Updated: Jun 14, 2021

When I heard that Morgan Housel was going to launch his Book, “The Psychology of Money”, I was so excited. I have followed his blog on the collaborative Fund website for a number of years. ( Please go check this out!

His writing his simple, refreshing and highly informative. He has a remarkable talent of connecting seemingly unrelatable topics from history to medicine back to how we view our own personal finances. Here are some of my takeaways:

  • We all make decisions around money based on our own unique life experiences. Our beliefs and our access or lack of access to money growing up will make up these experiences. What may seem normal to you could seem crazy to me and visa versa.

  • Making money is one thing. Keeping it is another that few people know how to do well. The mindset we use in making money involves a lot of risk-taking, hustling and optimism. The mindset involved to keep money is the opposite involving humility and pessimism. If we apply the same mindset to keeping our money as to how we made it in the first place, we could increase our risk of losing it altogether.

  • Wealth is what you don’t see. We often will give someone a “wealthy” status just by seeing the house they bought or the car they drive. But wealth is what’s left after you deduct the outstanding debt on those items. People who look like they have money may not actually have a lot. People who don’t, might actually do. Looks can be deceiving.

  • Save money because this is something you can control. You also don’t need a specific reason to save because you will always be better off if you do versus if you don’t.

  • Nothing is free and the volatility you experience with your investments is the price you pay for playing the game. The higher the returns, the higher the price.

  • Pessimism is seductive. Bad news will capture people’s attention more than good news which could even go unnoticed. “In stock markets, where a 40% decline that takes place in six months will draw congressional investigations, but a 140% gain that takes place over six years can go virtually unnoticed.”

I highly encourage you to go and get this book. It reiterates the point that managing our money has less to do with number crunching and head knowledge. It's primarily got to do with our own human behaviour made up of our individual beliefs, personal experiences and worldviews. It’s important we understand how we behave and what are the underlying drivers that fuel these behaviours. Self-awareness is empowering and you will be better equipped to make better financial decisions for yourself and your family.

### Source material

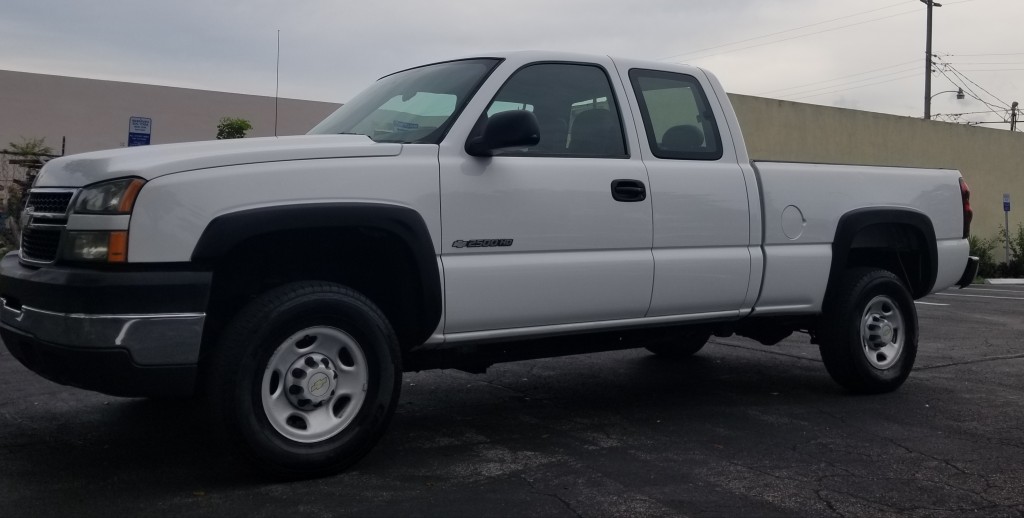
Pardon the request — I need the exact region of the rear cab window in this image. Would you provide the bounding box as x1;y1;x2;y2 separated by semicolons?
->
470;62;629;158
630;69;722;160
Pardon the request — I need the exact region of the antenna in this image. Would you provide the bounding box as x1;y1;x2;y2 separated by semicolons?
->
273;29;281;136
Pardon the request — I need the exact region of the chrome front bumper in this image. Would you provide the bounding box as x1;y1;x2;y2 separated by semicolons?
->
0;298;206;365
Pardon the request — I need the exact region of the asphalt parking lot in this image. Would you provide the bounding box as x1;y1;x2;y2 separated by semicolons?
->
0;286;1024;517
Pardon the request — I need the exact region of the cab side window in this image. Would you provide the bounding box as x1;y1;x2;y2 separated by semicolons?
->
630;70;722;160
471;63;628;158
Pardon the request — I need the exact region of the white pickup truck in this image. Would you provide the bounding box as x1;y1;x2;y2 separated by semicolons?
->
0;52;977;477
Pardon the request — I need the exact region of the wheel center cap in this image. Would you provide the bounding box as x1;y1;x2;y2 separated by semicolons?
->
285;352;338;411
306;373;331;397
882;323;893;342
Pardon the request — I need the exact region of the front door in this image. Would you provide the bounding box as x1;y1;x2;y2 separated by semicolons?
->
440;60;654;336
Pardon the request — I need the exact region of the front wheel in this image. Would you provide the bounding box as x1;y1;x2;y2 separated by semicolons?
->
207;283;401;478
817;268;918;393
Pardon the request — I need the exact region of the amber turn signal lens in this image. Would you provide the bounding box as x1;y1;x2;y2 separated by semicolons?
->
106;231;128;263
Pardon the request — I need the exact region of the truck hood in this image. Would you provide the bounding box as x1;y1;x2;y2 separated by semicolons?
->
36;135;401;187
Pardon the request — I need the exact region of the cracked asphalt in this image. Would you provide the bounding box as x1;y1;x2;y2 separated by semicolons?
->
0;286;1024;517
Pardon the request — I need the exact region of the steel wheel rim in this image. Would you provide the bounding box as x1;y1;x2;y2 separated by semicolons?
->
260;326;369;443
860;295;906;371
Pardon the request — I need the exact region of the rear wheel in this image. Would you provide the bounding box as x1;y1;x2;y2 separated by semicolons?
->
207;283;401;478
817;268;918;393
647;331;711;359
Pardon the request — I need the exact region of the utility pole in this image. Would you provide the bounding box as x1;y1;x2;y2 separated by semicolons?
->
921;0;942;120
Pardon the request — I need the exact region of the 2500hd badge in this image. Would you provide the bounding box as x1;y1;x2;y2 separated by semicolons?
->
452;240;512;248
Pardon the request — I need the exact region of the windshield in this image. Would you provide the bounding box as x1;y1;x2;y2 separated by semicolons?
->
309;59;498;144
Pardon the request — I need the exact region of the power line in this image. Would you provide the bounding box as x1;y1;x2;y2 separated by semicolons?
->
755;59;918;95
944;52;1024;57
937;63;1008;117
781;71;918;97
658;2;905;61
680;10;918;59
790;72;918;100
947;59;1010;105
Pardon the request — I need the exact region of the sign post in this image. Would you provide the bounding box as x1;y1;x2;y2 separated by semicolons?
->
1002;192;1010;264
128;117;153;147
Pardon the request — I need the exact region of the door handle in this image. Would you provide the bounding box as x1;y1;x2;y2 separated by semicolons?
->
611;180;647;202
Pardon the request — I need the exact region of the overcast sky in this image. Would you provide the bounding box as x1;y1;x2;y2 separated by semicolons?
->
6;0;1024;127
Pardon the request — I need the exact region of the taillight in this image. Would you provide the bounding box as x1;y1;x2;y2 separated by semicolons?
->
961;178;974;240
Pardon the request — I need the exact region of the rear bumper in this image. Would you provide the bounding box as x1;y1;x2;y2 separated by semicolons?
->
956;257;979;288
0;253;211;396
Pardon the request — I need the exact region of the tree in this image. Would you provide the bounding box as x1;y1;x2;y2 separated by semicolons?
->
217;117;253;140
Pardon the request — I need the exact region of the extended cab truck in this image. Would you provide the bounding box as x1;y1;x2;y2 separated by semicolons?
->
0;52;977;477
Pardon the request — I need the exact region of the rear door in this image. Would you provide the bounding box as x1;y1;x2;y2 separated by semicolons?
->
439;59;654;335
620;63;760;316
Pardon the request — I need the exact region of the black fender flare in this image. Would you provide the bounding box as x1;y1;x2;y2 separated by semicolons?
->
191;202;443;340
828;207;939;299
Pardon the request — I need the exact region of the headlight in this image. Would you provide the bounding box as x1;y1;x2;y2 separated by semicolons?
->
65;230;128;263
75;178;145;214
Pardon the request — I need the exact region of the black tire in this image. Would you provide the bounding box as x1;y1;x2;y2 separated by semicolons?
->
817;268;918;394
647;331;711;359
206;282;402;479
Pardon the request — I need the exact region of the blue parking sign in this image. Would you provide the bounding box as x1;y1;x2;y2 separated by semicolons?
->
128;117;153;147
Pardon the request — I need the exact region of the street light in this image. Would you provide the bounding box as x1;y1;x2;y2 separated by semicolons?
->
921;0;942;120
928;88;964;101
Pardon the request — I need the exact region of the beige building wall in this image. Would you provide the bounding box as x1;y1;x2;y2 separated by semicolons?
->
0;71;339;155
729;94;1024;241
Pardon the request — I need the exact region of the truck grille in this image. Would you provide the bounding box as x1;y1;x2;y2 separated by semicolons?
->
26;191;75;214
22;226;62;262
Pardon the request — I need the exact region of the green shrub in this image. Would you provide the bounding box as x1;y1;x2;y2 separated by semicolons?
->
968;235;998;278
995;224;1024;277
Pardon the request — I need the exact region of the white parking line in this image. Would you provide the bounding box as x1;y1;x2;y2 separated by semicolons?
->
935;293;1024;300
965;288;1024;294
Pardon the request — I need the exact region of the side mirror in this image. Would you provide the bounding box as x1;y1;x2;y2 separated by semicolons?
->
466;110;541;157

### Problem to solve
From the post on "The Psychology of Money," reproduce the passage starting with "Updated: Jun 14, 2021" and going on through "and visa versa.".

### Solution below
Updated: Jun 14, 2021

When I heard that Morgan Housel was going to launch his Book, “The Psychology of Money”, I was so excited. I have followed his blog on the collaborative Fund website for a number of years. ( Please go check this out!

His writing his simple, refreshing and highly informative. He has a remarkable talent of connecting seemingly unrelatable topics from history to medicine back to how we view our own personal finances. Here are some of my takeaways:

  • We all make decisions around money based on our own unique life experiences. Our beliefs and our access or lack of access to money growing up will make up these experiences. What may seem normal to you could seem crazy to me and visa versa.